- EXERCISE GOAL -
Please rewrite the records from the line containing "target | dirt path" down to the line containing "x=807 y=377", both included, as a JSON list of strings with one string per line and blank lines left out.

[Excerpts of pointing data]
○ ○ ○ ○

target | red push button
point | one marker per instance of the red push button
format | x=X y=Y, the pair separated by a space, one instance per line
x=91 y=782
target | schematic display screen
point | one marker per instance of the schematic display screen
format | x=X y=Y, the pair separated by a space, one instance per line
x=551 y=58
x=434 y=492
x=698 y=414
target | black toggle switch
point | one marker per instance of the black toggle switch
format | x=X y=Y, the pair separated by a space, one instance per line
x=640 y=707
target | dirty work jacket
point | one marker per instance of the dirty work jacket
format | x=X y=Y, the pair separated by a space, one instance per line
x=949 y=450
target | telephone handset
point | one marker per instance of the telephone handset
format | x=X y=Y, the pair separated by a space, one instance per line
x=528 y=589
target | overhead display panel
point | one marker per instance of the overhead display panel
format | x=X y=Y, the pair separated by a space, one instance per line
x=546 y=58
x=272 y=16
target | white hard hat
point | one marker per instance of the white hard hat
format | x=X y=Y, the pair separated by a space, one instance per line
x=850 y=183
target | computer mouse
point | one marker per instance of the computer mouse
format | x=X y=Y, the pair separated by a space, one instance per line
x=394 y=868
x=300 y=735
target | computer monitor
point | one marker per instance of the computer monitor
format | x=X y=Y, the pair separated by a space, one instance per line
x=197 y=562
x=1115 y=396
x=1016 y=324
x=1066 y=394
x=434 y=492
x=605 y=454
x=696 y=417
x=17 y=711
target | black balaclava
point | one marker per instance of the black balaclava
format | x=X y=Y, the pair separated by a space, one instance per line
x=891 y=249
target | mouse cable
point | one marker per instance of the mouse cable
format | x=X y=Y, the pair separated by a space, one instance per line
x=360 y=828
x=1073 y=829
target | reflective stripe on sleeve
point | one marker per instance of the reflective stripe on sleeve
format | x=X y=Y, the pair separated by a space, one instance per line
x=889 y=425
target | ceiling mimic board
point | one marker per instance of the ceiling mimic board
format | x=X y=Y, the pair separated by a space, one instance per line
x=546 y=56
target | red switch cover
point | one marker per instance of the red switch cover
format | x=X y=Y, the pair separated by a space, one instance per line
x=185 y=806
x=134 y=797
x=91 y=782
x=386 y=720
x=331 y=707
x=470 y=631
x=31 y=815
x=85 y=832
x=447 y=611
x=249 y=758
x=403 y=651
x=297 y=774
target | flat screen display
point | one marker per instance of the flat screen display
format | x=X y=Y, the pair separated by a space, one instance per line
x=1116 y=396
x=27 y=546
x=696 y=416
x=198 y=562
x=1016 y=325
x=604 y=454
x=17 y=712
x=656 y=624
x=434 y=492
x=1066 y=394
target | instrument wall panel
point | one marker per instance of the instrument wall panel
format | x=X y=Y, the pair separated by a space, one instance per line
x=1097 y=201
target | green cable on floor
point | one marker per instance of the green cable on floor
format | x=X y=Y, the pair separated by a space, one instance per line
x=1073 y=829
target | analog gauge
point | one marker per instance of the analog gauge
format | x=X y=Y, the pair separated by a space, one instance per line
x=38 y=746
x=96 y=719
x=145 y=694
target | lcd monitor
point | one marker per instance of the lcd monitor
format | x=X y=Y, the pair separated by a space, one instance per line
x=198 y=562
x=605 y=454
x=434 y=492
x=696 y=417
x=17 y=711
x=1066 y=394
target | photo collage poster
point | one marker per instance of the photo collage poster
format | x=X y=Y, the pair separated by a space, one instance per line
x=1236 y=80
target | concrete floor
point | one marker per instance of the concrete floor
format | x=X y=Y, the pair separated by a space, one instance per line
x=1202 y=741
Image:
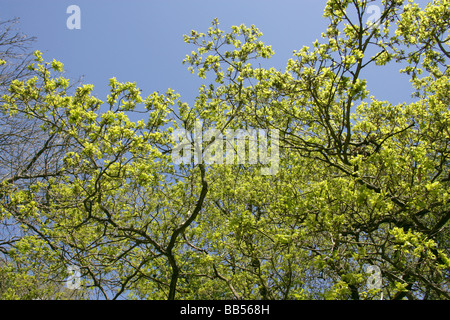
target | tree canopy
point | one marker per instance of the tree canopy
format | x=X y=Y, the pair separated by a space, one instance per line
x=360 y=183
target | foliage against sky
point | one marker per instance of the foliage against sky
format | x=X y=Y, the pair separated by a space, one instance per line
x=361 y=181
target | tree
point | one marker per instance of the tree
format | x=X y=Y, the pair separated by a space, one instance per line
x=361 y=182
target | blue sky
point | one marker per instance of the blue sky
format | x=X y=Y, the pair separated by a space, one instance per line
x=142 y=41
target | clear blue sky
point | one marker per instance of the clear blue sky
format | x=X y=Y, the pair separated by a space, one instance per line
x=142 y=41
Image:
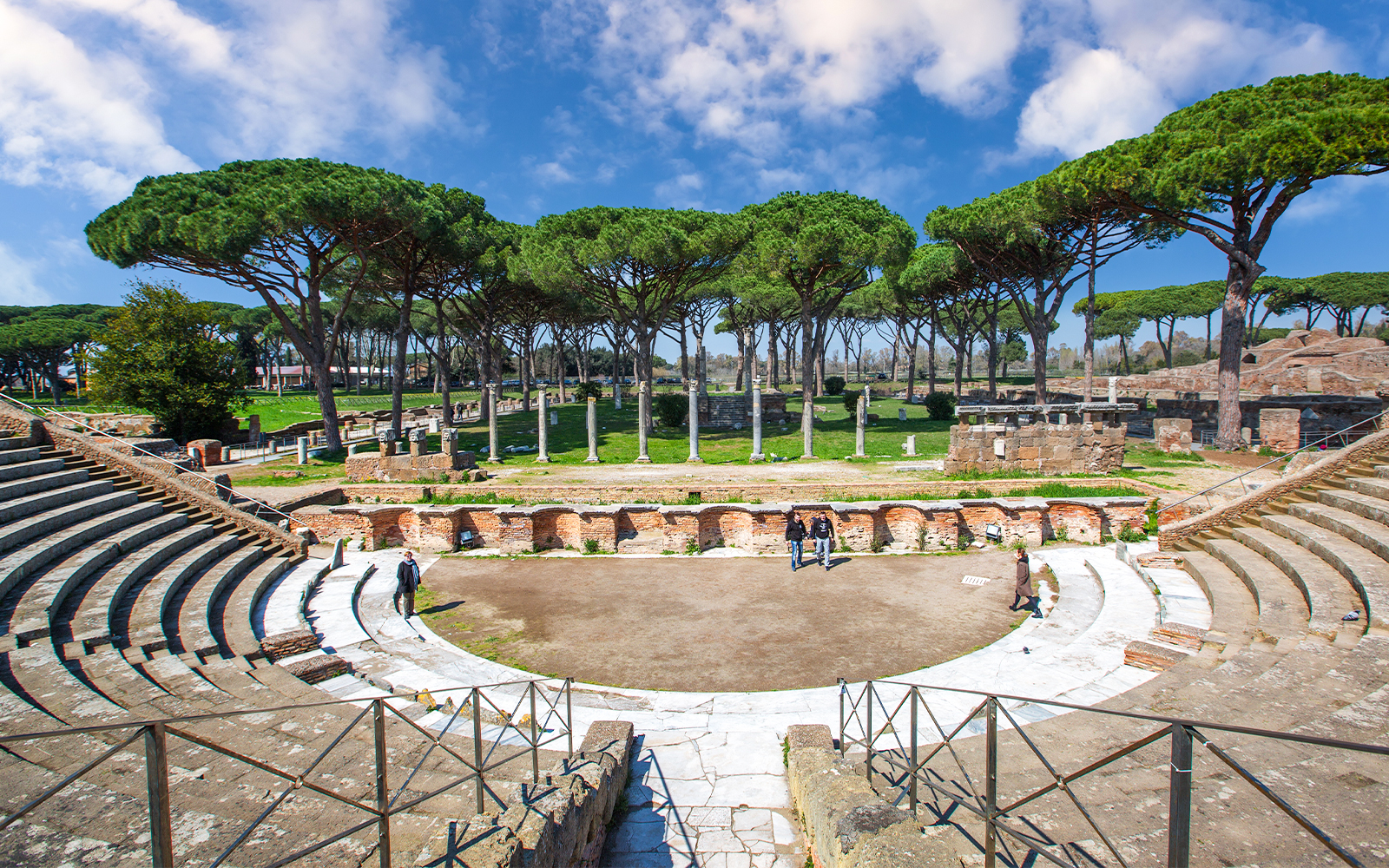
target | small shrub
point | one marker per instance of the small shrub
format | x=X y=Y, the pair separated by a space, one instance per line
x=941 y=406
x=671 y=409
x=585 y=391
x=1129 y=534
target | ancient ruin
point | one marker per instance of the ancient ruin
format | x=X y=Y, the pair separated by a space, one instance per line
x=1050 y=439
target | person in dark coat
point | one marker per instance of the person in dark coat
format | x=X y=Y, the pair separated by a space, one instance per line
x=407 y=581
x=795 y=536
x=1023 y=590
x=823 y=534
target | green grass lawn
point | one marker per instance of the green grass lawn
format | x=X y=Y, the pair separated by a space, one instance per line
x=618 y=437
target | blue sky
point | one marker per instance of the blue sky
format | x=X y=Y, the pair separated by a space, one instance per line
x=548 y=106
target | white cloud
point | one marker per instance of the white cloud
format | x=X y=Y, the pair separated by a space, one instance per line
x=745 y=69
x=83 y=82
x=18 y=281
x=1143 y=59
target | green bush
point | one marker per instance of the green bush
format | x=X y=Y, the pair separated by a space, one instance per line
x=671 y=409
x=941 y=406
x=585 y=391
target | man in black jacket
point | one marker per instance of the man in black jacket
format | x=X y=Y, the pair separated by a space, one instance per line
x=407 y=580
x=823 y=532
x=795 y=536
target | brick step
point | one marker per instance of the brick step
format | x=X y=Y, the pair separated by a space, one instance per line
x=188 y=617
x=92 y=618
x=24 y=562
x=1282 y=613
x=149 y=599
x=1326 y=594
x=25 y=470
x=13 y=511
x=41 y=602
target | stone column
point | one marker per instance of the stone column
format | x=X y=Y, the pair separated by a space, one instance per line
x=860 y=420
x=418 y=442
x=543 y=430
x=757 y=425
x=694 y=425
x=493 y=441
x=594 y=431
x=643 y=411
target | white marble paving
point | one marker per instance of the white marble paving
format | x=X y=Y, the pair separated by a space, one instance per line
x=708 y=779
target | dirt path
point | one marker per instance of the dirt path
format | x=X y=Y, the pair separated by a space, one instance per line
x=720 y=624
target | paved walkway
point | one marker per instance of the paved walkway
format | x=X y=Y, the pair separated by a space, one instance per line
x=708 y=781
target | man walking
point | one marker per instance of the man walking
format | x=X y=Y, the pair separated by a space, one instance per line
x=407 y=580
x=823 y=532
x=795 y=536
x=1023 y=590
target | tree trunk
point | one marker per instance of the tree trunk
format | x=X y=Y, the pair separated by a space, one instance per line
x=807 y=377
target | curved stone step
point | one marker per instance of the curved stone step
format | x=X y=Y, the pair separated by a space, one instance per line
x=1335 y=538
x=188 y=617
x=94 y=618
x=24 y=562
x=1365 y=506
x=35 y=467
x=145 y=624
x=30 y=517
x=233 y=615
x=1282 y=613
x=1326 y=592
x=43 y=483
x=42 y=599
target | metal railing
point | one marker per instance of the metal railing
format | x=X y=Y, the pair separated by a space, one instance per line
x=1305 y=446
x=136 y=449
x=535 y=713
x=875 y=717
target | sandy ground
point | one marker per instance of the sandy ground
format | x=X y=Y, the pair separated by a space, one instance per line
x=721 y=624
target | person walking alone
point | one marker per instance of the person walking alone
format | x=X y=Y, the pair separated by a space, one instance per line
x=407 y=581
x=1023 y=590
x=795 y=536
x=823 y=532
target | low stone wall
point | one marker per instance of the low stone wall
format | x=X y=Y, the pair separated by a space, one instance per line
x=1365 y=448
x=916 y=525
x=559 y=823
x=189 y=488
x=846 y=823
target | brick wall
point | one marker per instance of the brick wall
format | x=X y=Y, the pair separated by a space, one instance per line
x=863 y=527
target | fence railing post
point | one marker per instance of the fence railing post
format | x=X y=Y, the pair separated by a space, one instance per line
x=535 y=742
x=868 y=733
x=1180 y=800
x=382 y=786
x=157 y=786
x=991 y=771
x=913 y=792
x=477 y=743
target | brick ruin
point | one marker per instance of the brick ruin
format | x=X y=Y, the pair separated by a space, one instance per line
x=1049 y=439
x=652 y=529
x=418 y=464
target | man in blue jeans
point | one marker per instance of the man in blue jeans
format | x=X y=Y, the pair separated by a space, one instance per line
x=795 y=534
x=824 y=534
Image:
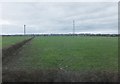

○ ○ ○ ○

- RESPONSE -
[
  "target | dirt path",
  "point | one marker per instance of the dirt path",
  "format | x=X y=Y, the pair separated by a space, one instance per line",
  "x=720 y=624",
  "target | paved walkway",
  "point | one marker per instance of the paved walkway",
  "format | x=X y=Y, the pair separated by a space, one instance per line",
  "x=708 y=781",
  "target | man walking",
  "point | one marker per instance of the man walking",
  "format | x=X y=Y, the pair separated by a space, one instance per line",
  "x=407 y=580",
  "x=823 y=532",
  "x=795 y=536",
  "x=1023 y=590",
  "target | tree trunk",
  "point | one marker per instance of the tree trunk",
  "format | x=X y=Y, the pair separated by a space, one instance per line",
  "x=807 y=377"
]